Copy out every line of the records below word for word, but leave out the pictures.

[Data records]
####
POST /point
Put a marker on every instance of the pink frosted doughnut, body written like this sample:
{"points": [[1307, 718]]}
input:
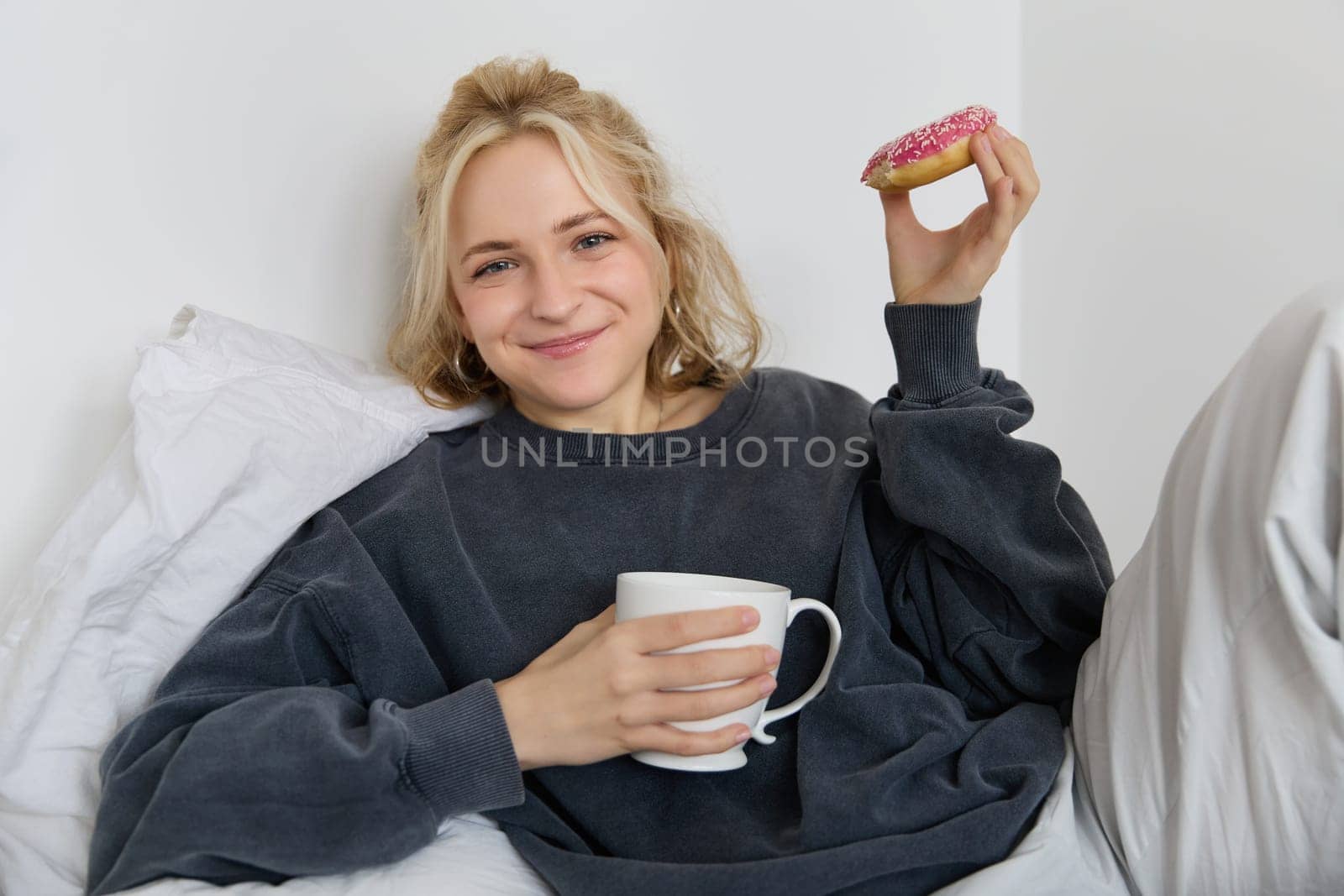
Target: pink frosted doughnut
####
Correct answer:
POST /point
Put a marker on every instance of the pink frosted doughnut, body written like this sample:
{"points": [[1307, 718]]}
input:
Target: pink frosted doughnut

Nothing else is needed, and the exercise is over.